# The Ubuntu Forum Community > Ubuntu Community Discussions > Resolution Centre >  Social Discussions

## Zill

I have just received an email from <site@ubuntuforums.org> inviting me to participate in "Social Discussions" not related to Linux.  It seems that a similar invitation has also appeared on the ubuntuforums.org website.

Can anyone confirm that this is genuine and not just a clever hack?

If it is genuine then it seems very irresponsible for forum staff to use the mailing lists to spam users in this way - plenty of other non-Linux discussion groups exist elsewhere so why promote one via ubuntuforums?

----------


## dbott67

It's legit... note the 'green bar' banner across the top of the page advertising it.

I think everyone got one.

----------


## matthew

It is genuine. The social discussions web site is being run by the same person that started the Ubuntu forums, ubuntu-geek.

----------


## Zill

Thanks for the assurance that this is genuine - I wouldn't like to think hackers had got hold of the forum mailing lists and had access to the website.

I am still puzzled as to why this thread got moved.  It is illogical to promote "Discussions" and then immediately move a genuine question to the "jail"!

In my view a full and open discussion on the forums should always be encouraged.

----------


## taurus

Here is what you posted in your original message,




> *If it is genuine then it seems very irresponsible for forum staff to use the mailing lists to spam users in this way*


so I moved it to Resolution Center (NOT Jail) so one of the admins can address your concern/complaint.

----------


## Zill

Thanks for the info Taurus.  At the top of this page there is the statement:



> Resolution Center:
> Use this area to petition a thread be removed from the jail, file a complaint about forum harassment or abuse.
> Please follow the guidelines when posting.


I took this to mean that the Resolution Center equated to jail.  It now seems that I was incorrect in this assumption.

I didn't intend to cause any offence, or increase workload for the staff, with my post.  I simply wanted to confirm that the initial email and web posting were genuine and, if so, to establish if users considered the promotion of an unrelated group justifiable.

I trust that the admins will now respond to the last point.

----------


## matthew

> I trust that the admins will now respond to the last point.


Sorry, I gave an implied answer, but not a stated one. That wasn't very clear of me. My apologies.

The same person who owns this forum also owns the one being advertised. He is well within his rights as the Forums Sultan to tell people who are involved in one of his projects about another one of his pet projects. 

This is the first time in the 2.5 years these forums have existed that he has done so, so I think it is safe to say he isn't filling up anyone's inbox with floods of spam. Sorry you felt it was done inappropriately. No offense was intended. We just thought people here might find the other forum interesting as well. Feel free to delete the email. As far as I know no others will be sent.

Written task:
From the forum thread, reproduce word for word everything from "Thanks for the assurance" down to "to the website.". Rely only on the forum thread above.

Rows:
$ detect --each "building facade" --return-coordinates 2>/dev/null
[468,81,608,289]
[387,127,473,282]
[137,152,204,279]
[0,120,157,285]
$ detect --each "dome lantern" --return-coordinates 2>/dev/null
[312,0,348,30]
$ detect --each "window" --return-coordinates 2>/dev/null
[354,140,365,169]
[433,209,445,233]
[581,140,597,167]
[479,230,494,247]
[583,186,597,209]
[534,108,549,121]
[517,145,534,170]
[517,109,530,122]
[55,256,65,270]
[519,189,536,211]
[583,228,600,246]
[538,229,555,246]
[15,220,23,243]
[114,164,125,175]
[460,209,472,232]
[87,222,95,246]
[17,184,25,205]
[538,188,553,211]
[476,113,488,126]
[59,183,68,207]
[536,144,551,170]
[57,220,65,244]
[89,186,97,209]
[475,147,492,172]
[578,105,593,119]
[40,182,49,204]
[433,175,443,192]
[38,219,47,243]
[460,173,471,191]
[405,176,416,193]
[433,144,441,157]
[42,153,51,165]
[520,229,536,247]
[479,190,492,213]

Final result:
Thanks for the assurance that this is genuine - I wouldn't like to think hackers had got hold of the forum mailing lists and had access to the website.